● **Stated exercise 1**
Could you quote the Griffith obituary from "Mr. Griffith, with" to "since followed continuously.", switching "Danby" to "Rutland"?

Mr. Griffith, with his wife, went to California last January in hopes of improving his health. Mr. Griffith was widely known. He was probably the largest manufacturer of lumber in the state.

Silas L. Griffith was born at Danby June 26, 1837. He was the son of David and Sophia Griffith, being the second of four children, the others being Charles H., William B. and Mary, all of whom now live at Danby.

Mr. Griffith was educated in the village schools and at Kimball Union Academy at Meriden, N. H. In 1858 he borrowed $1000 and opened a general store. Three years later he built a store of his own. His business increased to such an extent that in 1864 he sold $48,000 worth of goods. The following year he sold his business in order to devote his entire attention to the lumber business, which he had since followed continuously.

From these small beginnings Mr. Griffith kept adding to his holdings until he became the personal owner of over 50,000 acres of land, and the present output of lumber is approximately 25,000,000 feet annually. He had on his pay roll over 6OO employees exclusive of the salaried heads of departments; 80 oxen and 213 horses were owned by him and regularly employed in the business, while a great many teams owned by others are employed during the busy season in the hauling of logs and lumber. Of the annual output of lumber about 24,000,000 feet is spruce and 1,000,000 feet hard wood. About 1000 cords of wood are also cut annually, the greater part of which is burned into charcoal, which industry is again on the ascendency to such a favorable degree that he had caused several new kilns to be built.

To manufacture this amount of lumber Mr. Griffith operated nine sawmills, and in addition to his personal business Mr. Griffith operated mills in company with Eugene McIntyre and others in Peru, Arlington, Dorset, Manchester, South Wallingford and C. L. Soule at Groton. Mr. Griffith has always been known as a public spirited man. A few years ago he installed a public water system which cost $12,000 and also built two roads leading to Lake Griffith at a cost of $27,000.

At one time Mr. Griffith took a great interest in the fish hatchery business, and expended upwards of $20,000 in fitting up a model plant. The business did not prove as successful as anticipated, and Mr. Griffith abandoned it, taking the trout to Lake Griffith. At this lake he erected a commodious building of the hotel or club house order of construction, equipped with every need for the entertainment of himself, family and guests. A special feature Mr. Griffith had made for several years is the entertainment for two days a party of some 15 or 20 old gentlemen, which gathering has come to be known as the “boys’ club.”

He spent yearly from $10,000 to $15,000 in maintaining extensive greenhouses, but never sold any flowers.

Mr. Griffith’s greatest benefaction to his native town is yet to come in the form of a public library and memorial building, plans for which are already under way. A description of what this building is to be was recently printed in these columns. It will cost about $30,000 and is endowed so as to be self-supporting. In it will be a museum which will contain the numerous mementos and curios collected by Mr. Griffith in his travels. He is also to donate an electric plant to the town.

Politically Mr. Griffith has always been an ardent supporter of the republican party. He has seldom sought political honors, preferring to give his attention to business and pleasure, but he consented to serve as a senator from Rutland county in the legislature of 1898.

Mr. Griffith is survived by his wife and one daughter, who is now at Danby. His three children all died young.

The body will be brought to Danby, where the funeral will be held.

● **Listed entries**
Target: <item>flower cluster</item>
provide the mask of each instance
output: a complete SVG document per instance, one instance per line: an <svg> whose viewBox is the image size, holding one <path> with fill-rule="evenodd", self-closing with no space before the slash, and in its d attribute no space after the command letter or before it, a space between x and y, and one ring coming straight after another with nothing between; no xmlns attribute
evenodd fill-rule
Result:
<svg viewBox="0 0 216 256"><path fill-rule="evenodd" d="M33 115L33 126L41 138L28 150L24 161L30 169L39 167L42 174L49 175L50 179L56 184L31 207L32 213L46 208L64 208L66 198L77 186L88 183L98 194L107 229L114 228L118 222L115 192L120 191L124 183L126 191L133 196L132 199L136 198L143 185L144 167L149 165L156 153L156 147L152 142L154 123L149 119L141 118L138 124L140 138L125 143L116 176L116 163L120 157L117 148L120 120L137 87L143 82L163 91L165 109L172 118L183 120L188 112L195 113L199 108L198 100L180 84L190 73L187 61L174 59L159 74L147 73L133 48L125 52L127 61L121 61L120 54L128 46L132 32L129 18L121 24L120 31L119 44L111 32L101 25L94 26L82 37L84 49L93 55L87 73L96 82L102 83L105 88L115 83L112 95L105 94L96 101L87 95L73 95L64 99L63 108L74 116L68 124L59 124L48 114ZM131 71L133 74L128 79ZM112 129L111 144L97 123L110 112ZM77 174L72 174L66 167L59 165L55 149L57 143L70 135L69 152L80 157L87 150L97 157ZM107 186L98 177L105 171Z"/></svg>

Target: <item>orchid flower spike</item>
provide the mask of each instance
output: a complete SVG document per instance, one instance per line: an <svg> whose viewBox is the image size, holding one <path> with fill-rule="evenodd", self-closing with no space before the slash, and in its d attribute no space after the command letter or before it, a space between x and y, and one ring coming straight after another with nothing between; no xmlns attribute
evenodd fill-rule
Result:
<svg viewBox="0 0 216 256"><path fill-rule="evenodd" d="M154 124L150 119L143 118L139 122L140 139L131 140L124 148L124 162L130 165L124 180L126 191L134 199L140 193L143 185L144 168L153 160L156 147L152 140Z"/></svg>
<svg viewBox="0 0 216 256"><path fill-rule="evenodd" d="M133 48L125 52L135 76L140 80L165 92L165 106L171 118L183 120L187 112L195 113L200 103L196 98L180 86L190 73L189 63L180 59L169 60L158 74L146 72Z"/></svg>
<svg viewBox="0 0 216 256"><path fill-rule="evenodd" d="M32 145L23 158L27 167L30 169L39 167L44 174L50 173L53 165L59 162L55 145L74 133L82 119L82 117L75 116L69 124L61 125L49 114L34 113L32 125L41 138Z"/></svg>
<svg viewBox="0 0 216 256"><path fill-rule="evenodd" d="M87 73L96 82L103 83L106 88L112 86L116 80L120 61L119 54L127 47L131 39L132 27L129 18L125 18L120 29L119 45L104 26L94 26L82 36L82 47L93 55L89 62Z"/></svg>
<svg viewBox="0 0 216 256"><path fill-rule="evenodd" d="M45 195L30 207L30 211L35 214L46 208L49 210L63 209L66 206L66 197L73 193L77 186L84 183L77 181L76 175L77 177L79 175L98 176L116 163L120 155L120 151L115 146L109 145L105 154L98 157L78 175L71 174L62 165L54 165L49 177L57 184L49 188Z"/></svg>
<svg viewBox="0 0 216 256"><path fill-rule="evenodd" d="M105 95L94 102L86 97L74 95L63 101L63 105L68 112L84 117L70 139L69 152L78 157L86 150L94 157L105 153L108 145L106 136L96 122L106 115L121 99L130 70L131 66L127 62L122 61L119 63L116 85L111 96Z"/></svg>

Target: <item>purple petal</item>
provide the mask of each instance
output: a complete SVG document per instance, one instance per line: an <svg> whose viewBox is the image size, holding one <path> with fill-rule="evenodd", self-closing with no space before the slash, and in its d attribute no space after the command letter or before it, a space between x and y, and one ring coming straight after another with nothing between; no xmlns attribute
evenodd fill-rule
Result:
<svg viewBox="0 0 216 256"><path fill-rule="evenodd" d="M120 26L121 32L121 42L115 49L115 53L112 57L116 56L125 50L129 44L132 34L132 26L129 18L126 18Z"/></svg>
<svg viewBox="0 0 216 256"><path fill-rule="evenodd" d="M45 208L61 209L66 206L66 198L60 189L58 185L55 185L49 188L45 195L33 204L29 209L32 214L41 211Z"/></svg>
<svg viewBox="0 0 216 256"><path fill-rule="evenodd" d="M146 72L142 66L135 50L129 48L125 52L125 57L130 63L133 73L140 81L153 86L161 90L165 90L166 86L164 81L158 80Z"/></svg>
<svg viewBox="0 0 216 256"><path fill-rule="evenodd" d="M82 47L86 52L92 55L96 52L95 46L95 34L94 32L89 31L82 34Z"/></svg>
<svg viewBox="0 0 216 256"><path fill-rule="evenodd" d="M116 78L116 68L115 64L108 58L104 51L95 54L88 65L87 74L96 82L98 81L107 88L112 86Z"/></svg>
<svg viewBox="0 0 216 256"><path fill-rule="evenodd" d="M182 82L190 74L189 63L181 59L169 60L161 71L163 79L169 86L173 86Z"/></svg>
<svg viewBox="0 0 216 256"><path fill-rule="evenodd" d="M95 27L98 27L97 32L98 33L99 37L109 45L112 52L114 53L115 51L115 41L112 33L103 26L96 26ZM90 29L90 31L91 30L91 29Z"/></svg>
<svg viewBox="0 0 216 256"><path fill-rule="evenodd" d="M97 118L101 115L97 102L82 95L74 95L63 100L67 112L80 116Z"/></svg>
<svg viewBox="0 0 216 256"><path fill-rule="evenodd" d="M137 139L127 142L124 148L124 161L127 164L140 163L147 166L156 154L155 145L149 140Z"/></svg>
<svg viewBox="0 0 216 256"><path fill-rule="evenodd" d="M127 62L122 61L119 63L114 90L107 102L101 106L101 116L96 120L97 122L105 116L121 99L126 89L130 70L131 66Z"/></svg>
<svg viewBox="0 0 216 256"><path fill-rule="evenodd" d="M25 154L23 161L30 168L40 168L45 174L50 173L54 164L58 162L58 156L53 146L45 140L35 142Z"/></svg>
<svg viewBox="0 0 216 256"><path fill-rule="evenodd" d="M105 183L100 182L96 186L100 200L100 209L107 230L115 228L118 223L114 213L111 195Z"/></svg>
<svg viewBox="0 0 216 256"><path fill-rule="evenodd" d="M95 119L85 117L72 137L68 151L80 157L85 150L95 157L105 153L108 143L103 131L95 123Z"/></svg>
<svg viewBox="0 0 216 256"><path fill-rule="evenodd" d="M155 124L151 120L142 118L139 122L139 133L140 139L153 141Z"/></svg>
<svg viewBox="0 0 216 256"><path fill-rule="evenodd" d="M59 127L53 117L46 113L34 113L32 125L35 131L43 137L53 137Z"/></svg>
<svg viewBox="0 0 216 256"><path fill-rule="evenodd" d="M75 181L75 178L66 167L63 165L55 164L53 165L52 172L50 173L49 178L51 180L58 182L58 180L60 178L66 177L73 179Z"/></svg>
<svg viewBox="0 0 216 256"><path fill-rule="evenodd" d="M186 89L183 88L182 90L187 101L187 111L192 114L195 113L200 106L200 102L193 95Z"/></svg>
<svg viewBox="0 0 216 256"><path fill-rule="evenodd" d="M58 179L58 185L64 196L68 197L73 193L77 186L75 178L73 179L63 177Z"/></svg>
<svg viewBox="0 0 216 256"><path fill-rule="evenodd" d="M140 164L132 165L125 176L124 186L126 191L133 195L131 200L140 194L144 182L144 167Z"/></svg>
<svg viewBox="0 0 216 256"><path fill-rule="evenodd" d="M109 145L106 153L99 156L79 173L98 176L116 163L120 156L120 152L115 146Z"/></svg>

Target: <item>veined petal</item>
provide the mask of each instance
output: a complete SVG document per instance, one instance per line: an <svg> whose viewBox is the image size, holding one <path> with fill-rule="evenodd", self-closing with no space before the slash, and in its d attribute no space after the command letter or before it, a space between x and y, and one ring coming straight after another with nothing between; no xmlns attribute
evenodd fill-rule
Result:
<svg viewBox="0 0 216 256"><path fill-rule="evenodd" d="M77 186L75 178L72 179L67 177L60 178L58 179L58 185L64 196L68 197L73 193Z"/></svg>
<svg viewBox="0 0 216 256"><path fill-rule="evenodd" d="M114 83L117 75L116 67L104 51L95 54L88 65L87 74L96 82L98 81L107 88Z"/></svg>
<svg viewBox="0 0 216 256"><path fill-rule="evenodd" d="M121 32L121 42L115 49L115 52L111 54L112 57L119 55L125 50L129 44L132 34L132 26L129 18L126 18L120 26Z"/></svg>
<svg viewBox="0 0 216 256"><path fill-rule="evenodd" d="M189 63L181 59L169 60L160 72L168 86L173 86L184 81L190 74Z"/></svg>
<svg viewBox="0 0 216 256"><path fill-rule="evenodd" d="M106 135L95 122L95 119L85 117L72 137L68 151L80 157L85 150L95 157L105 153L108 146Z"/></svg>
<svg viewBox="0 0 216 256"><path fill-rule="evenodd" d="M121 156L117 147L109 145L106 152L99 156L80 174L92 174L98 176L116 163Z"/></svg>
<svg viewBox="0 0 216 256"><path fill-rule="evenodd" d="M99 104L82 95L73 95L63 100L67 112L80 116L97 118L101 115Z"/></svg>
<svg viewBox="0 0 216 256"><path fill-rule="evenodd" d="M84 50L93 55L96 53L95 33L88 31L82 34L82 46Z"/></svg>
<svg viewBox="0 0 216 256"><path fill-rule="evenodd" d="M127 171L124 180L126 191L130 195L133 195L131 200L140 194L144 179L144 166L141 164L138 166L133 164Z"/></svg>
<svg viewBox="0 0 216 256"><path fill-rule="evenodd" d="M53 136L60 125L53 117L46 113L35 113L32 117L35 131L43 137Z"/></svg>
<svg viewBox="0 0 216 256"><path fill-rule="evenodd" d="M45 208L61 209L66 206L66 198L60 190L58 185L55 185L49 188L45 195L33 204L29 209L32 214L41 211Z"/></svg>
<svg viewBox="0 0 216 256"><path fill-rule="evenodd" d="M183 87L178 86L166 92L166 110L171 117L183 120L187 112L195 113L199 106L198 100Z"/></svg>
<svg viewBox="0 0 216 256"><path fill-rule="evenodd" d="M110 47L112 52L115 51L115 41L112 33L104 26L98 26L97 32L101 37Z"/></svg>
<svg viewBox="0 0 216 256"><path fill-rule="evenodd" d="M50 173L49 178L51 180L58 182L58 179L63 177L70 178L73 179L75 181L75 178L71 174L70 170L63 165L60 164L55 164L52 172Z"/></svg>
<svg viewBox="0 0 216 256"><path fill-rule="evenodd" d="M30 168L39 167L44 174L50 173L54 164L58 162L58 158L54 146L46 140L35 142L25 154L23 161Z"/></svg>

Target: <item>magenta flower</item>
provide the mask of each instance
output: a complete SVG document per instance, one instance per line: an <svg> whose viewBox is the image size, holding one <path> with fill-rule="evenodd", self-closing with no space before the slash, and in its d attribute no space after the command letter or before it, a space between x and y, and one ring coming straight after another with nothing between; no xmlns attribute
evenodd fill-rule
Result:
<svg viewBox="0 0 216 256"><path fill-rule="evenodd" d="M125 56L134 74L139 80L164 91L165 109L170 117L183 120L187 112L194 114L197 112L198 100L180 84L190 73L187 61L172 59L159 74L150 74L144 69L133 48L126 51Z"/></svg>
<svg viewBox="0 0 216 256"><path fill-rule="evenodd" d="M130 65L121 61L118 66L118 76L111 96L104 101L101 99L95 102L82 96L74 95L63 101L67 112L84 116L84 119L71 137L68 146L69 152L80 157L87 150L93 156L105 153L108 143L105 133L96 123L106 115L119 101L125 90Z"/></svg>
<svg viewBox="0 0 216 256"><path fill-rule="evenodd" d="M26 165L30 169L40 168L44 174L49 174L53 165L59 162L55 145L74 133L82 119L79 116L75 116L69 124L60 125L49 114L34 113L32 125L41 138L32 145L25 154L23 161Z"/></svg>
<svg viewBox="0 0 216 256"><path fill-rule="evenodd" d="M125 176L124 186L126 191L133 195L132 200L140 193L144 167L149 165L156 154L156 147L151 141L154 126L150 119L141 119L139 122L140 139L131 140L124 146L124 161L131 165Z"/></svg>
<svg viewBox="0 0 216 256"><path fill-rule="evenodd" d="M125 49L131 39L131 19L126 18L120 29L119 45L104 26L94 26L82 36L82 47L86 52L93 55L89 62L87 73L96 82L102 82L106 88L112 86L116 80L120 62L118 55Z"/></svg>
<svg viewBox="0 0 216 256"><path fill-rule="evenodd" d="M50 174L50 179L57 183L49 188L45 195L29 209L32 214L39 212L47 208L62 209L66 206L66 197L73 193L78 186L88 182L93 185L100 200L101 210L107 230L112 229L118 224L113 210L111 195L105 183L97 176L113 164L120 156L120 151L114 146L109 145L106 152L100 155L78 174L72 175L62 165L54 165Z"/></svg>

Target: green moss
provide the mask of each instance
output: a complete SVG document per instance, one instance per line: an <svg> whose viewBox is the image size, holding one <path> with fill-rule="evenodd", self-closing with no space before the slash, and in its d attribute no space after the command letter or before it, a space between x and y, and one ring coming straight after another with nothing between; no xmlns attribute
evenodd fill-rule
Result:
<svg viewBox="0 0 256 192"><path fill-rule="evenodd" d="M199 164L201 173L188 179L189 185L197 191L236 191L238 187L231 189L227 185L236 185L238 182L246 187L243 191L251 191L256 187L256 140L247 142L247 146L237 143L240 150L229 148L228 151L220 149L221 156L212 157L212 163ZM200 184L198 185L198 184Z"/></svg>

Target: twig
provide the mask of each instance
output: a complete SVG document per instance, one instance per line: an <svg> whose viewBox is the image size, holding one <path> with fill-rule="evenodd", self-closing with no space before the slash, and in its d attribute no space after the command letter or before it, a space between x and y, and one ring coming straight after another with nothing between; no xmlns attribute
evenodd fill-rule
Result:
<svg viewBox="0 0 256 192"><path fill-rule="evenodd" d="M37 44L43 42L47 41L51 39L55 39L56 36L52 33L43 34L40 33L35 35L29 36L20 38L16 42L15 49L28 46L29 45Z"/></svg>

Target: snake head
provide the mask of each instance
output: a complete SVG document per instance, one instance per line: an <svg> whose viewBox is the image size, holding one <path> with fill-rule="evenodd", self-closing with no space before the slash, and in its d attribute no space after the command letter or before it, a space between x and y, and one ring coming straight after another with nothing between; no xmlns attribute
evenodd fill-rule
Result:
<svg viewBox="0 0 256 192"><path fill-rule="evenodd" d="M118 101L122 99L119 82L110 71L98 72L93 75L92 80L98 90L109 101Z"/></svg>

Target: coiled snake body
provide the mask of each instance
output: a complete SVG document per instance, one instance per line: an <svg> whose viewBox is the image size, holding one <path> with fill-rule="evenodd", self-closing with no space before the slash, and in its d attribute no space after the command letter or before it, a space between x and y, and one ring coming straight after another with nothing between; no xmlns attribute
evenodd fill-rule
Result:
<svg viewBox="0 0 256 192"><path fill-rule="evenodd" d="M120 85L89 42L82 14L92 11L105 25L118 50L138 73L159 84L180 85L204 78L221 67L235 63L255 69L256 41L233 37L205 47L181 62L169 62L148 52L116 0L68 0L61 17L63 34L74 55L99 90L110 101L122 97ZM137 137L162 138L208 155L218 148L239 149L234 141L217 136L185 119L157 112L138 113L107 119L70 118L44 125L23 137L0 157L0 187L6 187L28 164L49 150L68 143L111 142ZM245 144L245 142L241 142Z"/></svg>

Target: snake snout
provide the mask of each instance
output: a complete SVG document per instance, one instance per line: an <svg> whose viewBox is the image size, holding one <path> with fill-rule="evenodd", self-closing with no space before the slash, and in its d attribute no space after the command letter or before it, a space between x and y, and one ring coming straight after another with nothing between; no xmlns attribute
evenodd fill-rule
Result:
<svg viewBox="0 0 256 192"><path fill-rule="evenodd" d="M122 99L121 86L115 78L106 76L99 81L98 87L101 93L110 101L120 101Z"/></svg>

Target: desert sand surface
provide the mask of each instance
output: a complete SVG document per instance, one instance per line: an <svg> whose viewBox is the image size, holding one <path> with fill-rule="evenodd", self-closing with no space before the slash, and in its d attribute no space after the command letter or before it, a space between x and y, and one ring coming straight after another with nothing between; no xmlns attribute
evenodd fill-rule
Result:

● **Stated exercise 2**
Can you rewrite the lines of the listing, from the line with "Target: <item>magenta flower</item>" to the line with "174L50 179L57 183L49", as a Markdown table with the columns Row and Line, skipping any blank lines?

● **Expected answer 1**
Mr. Griffith, with his wife, went to California last January in hopes of improving his health. Mr. Griffith was widely known. He was probably the largest manufacturer of lumber in the state.

Silas L. Griffith was born at Rutland June 26, 1837. He was the son of David and Sophia Griffith, being the second of four children, the others being Charles H., William B. and Mary, all of whom now live at Rutland.

Mr. Griffith was educated in the village schools and at Kimball Union Academy at Meriden, N. H. In 1858 he borrowed $1000 and opened a general store. Three years later he built a store of his own. His business increased to such an extent that in 1864 he sold $48,000 worth of goods. The following year he sold his business in order to devote his entire attention to the lumber business, which he had since followed continuously.

● **Expected answer 2**
| Row | Line |
|---|---|
| 1 | Target: <item>magenta flower</item> |
| 2 | provide the mask of each instance |
| 3 | output: a complete SVG document per instance, one instance per line: an <svg> whose viewBox is the image size, holding one <path> with fill-rule="evenodd", self-closing with no space before the slash, and in its d attribute no space after the command letter or before it, a space between x and y, and one ring coming straight after another with nothing between; no xmlns attribute |
| 4 | evenodd fill-rule |
| 5 | Result: |
| 6 | <svg viewBox="0 0 216 256"><path fill-rule="evenodd" d="M125 56L134 74L139 80L164 91L165 109L170 117L183 120L187 112L194 114L197 112L198 100L180 84L190 73L187 61L172 59L159 74L150 74L144 69L133 48L126 51Z"/></svg> |
| 7 | <svg viewBox="0 0 216 256"><path fill-rule="evenodd" d="M130 65L121 61L118 66L118 76L111 96L104 101L101 99L95 102L82 96L74 95L63 101L67 112L84 116L84 119L71 137L68 146L69 152L80 157L87 150L93 156L105 153L108 143L105 133L96 123L106 115L119 101L125 90Z"/></svg> |
| 8 | <svg viewBox="0 0 216 256"><path fill-rule="evenodd" d="M26 165L30 169L40 168L44 174L49 174L53 165L59 162L55 145L74 133L82 119L79 116L75 116L69 124L60 125L49 114L34 113L32 125L41 138L32 145L25 154L23 161Z"/></svg> |
| 9 | <svg viewBox="0 0 216 256"><path fill-rule="evenodd" d="M125 176L124 186L126 191L133 195L132 200L140 193L144 167L149 165L156 154L156 147L151 141L154 126L150 119L141 119L139 122L140 139L131 140L124 146L124 161L131 165Z"/></svg> |
| 10 | <svg viewBox="0 0 216 256"><path fill-rule="evenodd" d="M125 49L131 39L131 19L126 18L120 29L119 45L104 26L94 26L82 36L82 47L86 52L93 55L89 62L87 73L96 82L102 82L106 88L112 86L116 80L120 62L118 55Z"/></svg> |
| 11 | <svg viewBox="0 0 216 256"><path fill-rule="evenodd" d="M50 174L50 179L57 183L49 188L45 195L29 209L32 214L39 212L47 208L62 209L66 206L66 197L73 193L78 186L88 182L93 185L100 200L101 210L107 230L112 229L118 224L113 210L111 195L105 183L97 176L113 164L120 156L120 151L114 146L109 145L106 152L100 155L78 174L72 175L62 165L54 165Z"/></svg> |